* **DOKUMENTABSCHNITT**:
# Graphische Notation fuer Netzwerktopologie gesucht



## Gumble (1. Jun 2007)

Hi *
moechte IT Infrastruktur eines kleinen Unternehmens modellieren und suche eine uebersichtliche, am besten allgemeingueltige Weise dies zu tun. Zum einen die physikalische Betrachtung von Routern, Netze, Subnetze, Netzwerkkarten (...), zum anderen haette ich gerne noch so Dinge wie Portmapping, Portforwarding, NAT (...) integriert. 

Weiss jemand wie man sowas am besten darstellen kann? Genial waere noch ein fertiges Stencilset, also Schablonen fuer Omnigraffle (geniales Visio-Pendant fuer den Mac).

Danke   :###


----------



## Wildcard (1. Jun 2007)

Die wohl größte Palette hat Cisco.
Diese Notation ist auch in Dia enthalten.


----------



## Guest (1. Jun 2007)

Wildcard hat gesagt.:
			
		

> Die wohl größte Palette hat Cisco.


Wo find ich die genau? Hast Du vielleicht ein Link?


			
				Wildcard hat gesagt.:
			
		

> Diese Notation ist auch in Dia enthalten.


Dia? Was ist das?

Danke


----------



## Wildcard (1. Jun 2007)

Hier gibt's die Cisco Notation:
http://de.wikipedia.org/wiki/Dia_(Software)


----------

* **AUFGABEN**:
1. Schreibe den Forumsthread ab "## Gumble (1." und weiter bis einschließlich "fuer den Mac)." neu und setze dabei "Symbolset" an die Stelle von "Stencilset".
2. Wie viele Zeilen der Datensätze enthalten die Zeichenfolge "stone"? Nenne nur die Zahl.
Der Forumsthread und die Datensätze sind voneinander unabhängiges Material.

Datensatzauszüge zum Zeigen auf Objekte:
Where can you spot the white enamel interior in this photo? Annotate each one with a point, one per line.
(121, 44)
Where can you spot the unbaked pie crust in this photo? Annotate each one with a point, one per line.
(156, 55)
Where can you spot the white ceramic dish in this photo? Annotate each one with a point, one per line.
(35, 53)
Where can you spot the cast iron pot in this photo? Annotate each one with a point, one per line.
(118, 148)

* * *

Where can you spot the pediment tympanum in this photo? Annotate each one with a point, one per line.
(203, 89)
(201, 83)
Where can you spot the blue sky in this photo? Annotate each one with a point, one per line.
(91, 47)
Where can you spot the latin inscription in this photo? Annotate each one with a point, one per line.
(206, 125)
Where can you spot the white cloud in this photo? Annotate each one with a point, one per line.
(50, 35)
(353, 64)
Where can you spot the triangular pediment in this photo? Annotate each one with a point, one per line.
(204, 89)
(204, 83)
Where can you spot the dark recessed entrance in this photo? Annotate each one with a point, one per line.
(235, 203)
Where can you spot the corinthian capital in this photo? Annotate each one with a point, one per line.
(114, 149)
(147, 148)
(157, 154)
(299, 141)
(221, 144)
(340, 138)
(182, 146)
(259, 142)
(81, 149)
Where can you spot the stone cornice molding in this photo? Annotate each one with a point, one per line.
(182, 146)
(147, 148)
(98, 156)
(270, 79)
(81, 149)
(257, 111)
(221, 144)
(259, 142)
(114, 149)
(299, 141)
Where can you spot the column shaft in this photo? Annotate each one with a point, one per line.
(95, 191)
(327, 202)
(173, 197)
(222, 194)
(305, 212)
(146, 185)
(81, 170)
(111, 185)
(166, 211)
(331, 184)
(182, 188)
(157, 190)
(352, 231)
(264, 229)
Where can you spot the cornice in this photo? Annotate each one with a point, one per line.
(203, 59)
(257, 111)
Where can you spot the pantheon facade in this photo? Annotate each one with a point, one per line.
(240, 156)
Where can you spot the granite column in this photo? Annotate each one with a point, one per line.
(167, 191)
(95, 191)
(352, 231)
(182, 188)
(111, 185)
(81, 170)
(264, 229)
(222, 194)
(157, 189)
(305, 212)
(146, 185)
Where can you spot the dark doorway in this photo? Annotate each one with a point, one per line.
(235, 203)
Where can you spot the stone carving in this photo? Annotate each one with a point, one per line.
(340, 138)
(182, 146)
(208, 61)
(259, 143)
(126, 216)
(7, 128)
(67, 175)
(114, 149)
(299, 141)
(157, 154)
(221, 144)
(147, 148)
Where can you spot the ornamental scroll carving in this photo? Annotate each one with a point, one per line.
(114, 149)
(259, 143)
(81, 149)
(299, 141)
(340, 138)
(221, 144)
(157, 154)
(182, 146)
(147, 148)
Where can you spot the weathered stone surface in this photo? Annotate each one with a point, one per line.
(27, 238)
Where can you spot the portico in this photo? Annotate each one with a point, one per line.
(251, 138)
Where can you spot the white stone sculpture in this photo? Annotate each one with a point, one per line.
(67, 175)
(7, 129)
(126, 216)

* **ERGEBNISSE**:
1.
## Gumble (1. Jun 2007)

Hi *
moechte IT Infrastruktur eines kleinen Unternehmens modellieren und suche eine uebersichtliche, am besten allgemeingueltige Weise dies zu tun. Zum einen die physikalische Betrachtung von Routern, Netze, Subnetze, Netzwerkkarten (...), zum anderen haette ich gerne noch so Dinge wie Portmapping, Portforwarding, NAT (...) integriert. 

Weiss jemand wie man sowas am besten darstellen kann? Genial waere noch ein fertiges Symbolset, also Schablonen fuer Omnigraffle (geniales Visio-Pendant fuer den Mac).

2. 4